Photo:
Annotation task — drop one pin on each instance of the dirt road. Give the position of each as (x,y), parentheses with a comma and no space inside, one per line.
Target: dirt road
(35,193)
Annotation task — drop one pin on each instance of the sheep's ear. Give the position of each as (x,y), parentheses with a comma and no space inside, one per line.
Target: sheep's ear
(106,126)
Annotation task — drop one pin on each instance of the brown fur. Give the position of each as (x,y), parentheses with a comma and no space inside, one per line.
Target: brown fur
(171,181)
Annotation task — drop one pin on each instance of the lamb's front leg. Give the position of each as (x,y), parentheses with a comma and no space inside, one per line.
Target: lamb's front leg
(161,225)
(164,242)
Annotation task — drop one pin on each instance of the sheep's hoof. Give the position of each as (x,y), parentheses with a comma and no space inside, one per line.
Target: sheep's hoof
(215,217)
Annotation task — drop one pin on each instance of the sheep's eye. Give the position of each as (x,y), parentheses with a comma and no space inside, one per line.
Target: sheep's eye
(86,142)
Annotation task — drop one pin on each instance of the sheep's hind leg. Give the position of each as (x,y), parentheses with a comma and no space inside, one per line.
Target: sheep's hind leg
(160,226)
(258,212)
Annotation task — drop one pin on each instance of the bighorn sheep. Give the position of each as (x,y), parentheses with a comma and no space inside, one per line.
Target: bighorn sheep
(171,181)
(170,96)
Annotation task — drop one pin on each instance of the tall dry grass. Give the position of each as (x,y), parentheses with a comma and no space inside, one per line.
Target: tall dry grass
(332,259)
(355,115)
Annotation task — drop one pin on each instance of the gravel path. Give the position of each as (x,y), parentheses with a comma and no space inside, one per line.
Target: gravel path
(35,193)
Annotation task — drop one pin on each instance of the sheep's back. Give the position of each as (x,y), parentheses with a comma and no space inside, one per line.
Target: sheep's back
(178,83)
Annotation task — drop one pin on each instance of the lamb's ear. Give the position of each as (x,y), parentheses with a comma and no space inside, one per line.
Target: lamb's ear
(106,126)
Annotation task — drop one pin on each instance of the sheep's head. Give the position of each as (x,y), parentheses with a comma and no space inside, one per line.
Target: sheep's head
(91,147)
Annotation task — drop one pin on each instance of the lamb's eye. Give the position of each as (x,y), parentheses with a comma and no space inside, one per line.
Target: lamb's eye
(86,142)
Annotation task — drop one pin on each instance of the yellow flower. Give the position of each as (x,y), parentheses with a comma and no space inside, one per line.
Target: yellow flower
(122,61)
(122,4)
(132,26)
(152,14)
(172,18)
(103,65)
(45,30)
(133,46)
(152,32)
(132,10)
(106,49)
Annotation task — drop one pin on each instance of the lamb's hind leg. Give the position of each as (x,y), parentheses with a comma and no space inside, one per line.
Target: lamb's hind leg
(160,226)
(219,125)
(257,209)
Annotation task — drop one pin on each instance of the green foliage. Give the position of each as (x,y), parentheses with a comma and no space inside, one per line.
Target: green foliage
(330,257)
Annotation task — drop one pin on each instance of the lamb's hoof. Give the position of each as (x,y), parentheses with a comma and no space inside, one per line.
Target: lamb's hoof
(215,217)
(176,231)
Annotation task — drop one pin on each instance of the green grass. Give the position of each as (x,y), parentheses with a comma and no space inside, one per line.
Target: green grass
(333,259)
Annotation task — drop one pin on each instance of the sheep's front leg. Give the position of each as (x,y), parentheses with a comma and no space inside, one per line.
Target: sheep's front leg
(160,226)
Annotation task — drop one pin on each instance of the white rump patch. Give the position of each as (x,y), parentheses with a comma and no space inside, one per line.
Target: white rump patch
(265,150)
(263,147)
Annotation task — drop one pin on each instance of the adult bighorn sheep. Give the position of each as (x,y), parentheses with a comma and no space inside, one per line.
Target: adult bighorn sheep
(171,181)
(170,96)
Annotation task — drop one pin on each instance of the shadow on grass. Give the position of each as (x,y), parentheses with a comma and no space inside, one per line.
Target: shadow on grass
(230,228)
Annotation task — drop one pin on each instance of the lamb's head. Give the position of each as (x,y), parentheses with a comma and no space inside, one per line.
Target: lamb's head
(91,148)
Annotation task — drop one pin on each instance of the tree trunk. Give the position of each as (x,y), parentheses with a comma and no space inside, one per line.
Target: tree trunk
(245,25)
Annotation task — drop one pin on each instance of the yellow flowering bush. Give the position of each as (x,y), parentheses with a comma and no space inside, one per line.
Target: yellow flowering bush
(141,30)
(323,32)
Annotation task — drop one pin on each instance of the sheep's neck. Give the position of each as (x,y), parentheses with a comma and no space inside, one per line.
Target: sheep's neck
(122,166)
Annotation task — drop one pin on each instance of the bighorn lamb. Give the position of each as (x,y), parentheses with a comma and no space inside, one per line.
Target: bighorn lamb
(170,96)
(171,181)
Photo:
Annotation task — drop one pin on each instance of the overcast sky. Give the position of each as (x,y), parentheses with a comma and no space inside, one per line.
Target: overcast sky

※

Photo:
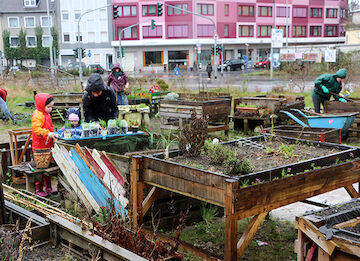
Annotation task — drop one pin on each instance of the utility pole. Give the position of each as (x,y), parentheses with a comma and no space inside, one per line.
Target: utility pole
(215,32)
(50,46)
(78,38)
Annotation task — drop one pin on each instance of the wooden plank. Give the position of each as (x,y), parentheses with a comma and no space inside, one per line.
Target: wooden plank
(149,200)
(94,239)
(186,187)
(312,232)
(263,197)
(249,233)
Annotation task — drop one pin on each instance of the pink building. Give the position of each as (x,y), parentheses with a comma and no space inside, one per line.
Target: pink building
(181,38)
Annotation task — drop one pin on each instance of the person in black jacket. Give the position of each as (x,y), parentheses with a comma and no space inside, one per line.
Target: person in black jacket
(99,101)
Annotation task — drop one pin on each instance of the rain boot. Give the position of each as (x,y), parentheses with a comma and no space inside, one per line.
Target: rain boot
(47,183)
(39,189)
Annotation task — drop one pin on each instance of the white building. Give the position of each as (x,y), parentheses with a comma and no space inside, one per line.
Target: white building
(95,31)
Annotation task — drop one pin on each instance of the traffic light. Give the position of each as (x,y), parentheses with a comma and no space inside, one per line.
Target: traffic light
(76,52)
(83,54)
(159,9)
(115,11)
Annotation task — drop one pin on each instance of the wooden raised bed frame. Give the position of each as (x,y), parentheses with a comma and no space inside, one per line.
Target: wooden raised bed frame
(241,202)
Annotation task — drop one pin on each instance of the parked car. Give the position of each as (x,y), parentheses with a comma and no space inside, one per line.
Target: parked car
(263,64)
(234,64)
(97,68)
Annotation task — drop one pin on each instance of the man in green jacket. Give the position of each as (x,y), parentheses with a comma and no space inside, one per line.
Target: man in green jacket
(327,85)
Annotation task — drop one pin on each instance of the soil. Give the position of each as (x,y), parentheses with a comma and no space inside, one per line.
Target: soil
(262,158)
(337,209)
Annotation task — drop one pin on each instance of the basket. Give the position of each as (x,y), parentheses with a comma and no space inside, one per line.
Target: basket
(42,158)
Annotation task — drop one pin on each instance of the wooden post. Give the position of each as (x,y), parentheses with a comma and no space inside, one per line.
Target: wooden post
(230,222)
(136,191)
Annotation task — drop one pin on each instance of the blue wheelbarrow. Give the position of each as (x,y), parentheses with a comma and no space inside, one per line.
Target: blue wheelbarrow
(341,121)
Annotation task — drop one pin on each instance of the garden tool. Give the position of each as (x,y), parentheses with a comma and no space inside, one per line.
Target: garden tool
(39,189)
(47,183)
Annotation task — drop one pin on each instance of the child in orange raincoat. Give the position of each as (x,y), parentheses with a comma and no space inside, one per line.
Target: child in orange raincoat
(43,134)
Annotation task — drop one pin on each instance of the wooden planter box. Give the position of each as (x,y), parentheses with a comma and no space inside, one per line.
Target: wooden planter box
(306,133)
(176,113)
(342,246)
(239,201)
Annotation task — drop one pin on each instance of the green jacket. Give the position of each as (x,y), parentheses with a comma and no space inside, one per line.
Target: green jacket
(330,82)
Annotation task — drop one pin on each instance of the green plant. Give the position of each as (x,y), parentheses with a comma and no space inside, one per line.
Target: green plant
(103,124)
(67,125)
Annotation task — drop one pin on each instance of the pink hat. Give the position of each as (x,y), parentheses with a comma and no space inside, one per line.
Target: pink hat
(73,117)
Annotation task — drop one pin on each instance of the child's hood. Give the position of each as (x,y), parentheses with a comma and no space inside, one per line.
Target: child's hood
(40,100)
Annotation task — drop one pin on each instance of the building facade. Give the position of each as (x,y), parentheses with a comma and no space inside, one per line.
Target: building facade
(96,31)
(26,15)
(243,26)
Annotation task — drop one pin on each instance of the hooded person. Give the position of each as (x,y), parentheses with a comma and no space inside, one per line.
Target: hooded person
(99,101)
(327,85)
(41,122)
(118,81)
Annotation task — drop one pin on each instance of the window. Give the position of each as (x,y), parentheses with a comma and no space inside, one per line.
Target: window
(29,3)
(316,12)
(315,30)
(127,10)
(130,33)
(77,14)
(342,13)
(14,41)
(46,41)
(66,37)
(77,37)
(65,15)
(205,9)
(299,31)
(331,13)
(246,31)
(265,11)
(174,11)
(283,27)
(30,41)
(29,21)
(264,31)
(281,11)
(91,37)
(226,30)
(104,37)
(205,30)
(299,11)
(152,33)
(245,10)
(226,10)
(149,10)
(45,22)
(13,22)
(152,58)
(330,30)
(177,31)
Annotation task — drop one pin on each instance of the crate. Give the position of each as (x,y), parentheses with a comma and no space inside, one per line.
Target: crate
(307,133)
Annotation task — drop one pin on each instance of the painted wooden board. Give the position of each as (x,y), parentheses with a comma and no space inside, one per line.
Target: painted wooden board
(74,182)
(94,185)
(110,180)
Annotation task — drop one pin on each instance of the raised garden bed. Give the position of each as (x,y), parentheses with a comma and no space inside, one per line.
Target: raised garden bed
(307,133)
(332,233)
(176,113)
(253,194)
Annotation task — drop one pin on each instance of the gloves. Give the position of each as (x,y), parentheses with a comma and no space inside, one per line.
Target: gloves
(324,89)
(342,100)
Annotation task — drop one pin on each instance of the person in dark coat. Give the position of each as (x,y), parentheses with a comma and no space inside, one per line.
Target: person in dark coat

※

What this task involves: Rename "raised garden bed" to "planter box" in the listing, beginning at the line that has "of the raised" and stopping after the line that has "Target: person in dark coat". Return only those lines, with everything else in them unchanged.

Reply to the exercise:
Annotation task — drop one pin on each instance of the planter box. Give the position of each as (x,y), parentheses with a comma and no space inside, one per line.
Target: planter box
(307,133)
(332,233)
(176,113)
(253,194)
Annotation task — drop one pin on each instance of the gloves. Give the position of each as (x,y), parentheses with a comma and no space inside, one per line.
Target: gloves
(324,89)
(342,100)
Annotation task — drop one pin on each instance of the person in dark coat. Give the position of each as (x,y), parentheses with a comma and no space inside, one per line.
Target: person in dark coat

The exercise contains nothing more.